## Text segment
= Beginning of Section =
The potential to generate a consistent result when the trial is repeated. |
Reinforcement | The extent to which multiple items of evidence support the same aspects of a claim.
Is there corroboration – for example, similar findings across different test methods? |
Independence | The diversity of the evidence, as well as the different tools and methods used to obtain it.
We typically collect multiple lines of evidence. To what extent could these different lines influence each other? |
User Defined Importance | The additional weighting placed upon certain types of evidence by legislation, standards or client preference.
For Human Factors, this relates to our ability to satisfy standards and/or guidance – for example that provided by a health authority or regulator. |
Figure 1: Nature of Evidence
Let’s take remote usability as an example. If we look at coverage, remote methods can provide for a greater catchment area – we can pull in an international cohort in ways that would not be possible with a facility-based study. On the other hand, task coverage may be limited – for example, we might not be able to test certain properties of a device when observational data is difficult to collect using a camera (or webcam).
Remote studies can also limit the extent to which we can create a proxy of the use environment – unless a facility is used, it may be hard to consider the relationship with other pieces of equipment. Remote studies might also offer less associated control – we can’t control or capture data in quite the same way as we are not in the room with the participant. This last point may also have an impact on the trustworthiness of the data – freedom from errors (as a result of the test method) might already be limited by testing away from the hospital context, but could be called into further question as a result of a video link of limited fidelity, for example.
= End of Section =
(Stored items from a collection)
= Beginning of Section =
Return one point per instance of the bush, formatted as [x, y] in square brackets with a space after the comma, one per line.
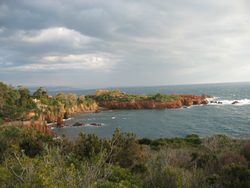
[31, 147]
[193, 139]
[121, 178]
[246, 151]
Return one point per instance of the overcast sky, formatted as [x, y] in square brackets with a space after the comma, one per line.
[91, 43]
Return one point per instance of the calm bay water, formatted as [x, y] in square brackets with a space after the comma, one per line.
[225, 118]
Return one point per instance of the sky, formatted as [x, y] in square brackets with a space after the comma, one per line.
[117, 43]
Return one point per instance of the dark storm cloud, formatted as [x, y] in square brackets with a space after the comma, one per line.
[118, 42]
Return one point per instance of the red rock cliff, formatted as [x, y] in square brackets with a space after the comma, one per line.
[185, 100]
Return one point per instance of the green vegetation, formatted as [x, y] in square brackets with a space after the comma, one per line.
[19, 104]
[32, 159]
[15, 103]
[123, 97]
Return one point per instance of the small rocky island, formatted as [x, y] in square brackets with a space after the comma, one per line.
[41, 110]
[115, 99]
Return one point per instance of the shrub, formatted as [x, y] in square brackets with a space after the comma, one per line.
[246, 151]
[31, 147]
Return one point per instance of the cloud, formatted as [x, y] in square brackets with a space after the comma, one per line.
[173, 41]
[93, 62]
[54, 35]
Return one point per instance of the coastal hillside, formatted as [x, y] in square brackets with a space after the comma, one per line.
[33, 159]
[18, 104]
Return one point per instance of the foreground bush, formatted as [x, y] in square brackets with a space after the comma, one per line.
[32, 159]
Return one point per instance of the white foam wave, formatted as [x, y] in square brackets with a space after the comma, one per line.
[216, 101]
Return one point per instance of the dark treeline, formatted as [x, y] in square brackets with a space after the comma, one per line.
[20, 104]
[32, 159]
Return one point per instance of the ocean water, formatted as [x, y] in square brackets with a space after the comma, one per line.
[225, 118]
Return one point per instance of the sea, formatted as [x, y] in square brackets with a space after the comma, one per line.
[220, 116]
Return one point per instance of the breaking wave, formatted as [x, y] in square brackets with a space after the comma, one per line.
[217, 101]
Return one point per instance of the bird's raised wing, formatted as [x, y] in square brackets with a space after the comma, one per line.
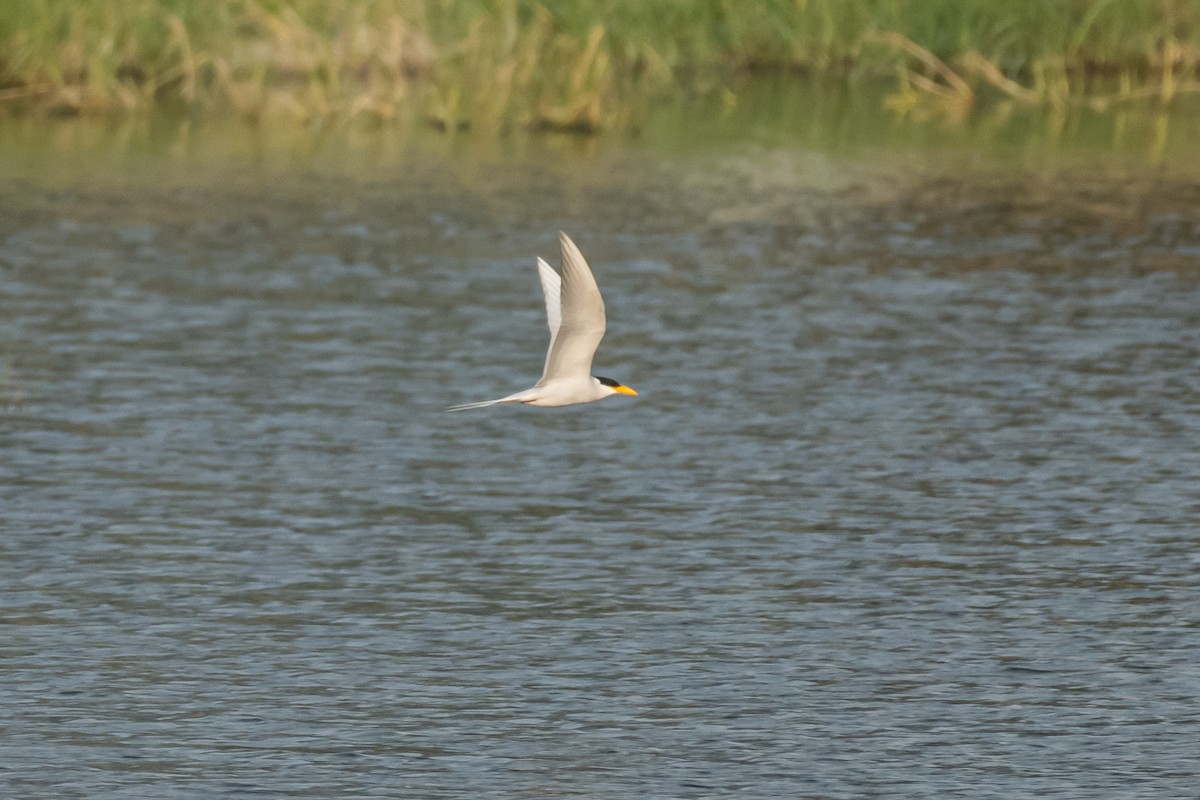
[581, 319]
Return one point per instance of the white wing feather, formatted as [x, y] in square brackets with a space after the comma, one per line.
[581, 317]
[551, 287]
= End of Section =
Extract the entire text on evidence in remote usability testing above, reproducing it word for word.

## Exercise response
The potential to generate a consistent result when the trial is repeated. |
Reinforcement | The extent to which multiple items of evidence support the same aspects of a claim.
Is there corroboration – for example, similar findings across different test methods? |
Independence | The diversity of the evidence, as well as the different tools and methods used to obtain it.
We typically collect multiple lines of evidence. To what extent could these different lines influence each other? |
User Defined Importance | The additional weighting placed upon certain types of evidence by legislation, standards or client preference.
For Human Factors, this relates to our ability to satisfy standards and/or guidance – for example that provided by a health authority or regulator. |
Figure 1: Nature of Evidence
Let’s take remote usability as an example. If we look at coverage, remote methods can provide for a greater catchment area – we can pull in an international cohort in ways that would not be possible with a facility-based study. On the other hand, task coverage may be limited – for example, we might not be able to test certain properties of a device when observational data is difficult to collect using a camera (or webcam).
Remote studies can also limit the extent to which we can create a proxy of the use environment – unless a facility is used, it may be hard to consider the relationship with other pieces of equipment. Remote studies might also offer less associated control – we can’t control or capture data in quite the same way as we are not in the room with the participant. This last point may also have an impact on the trustworthiness of the data – freedom from errors (as a result of the test method) might already be limited by testing away from the hospital context, but could be called into further question as a result of a video link of limited fidelity, for example.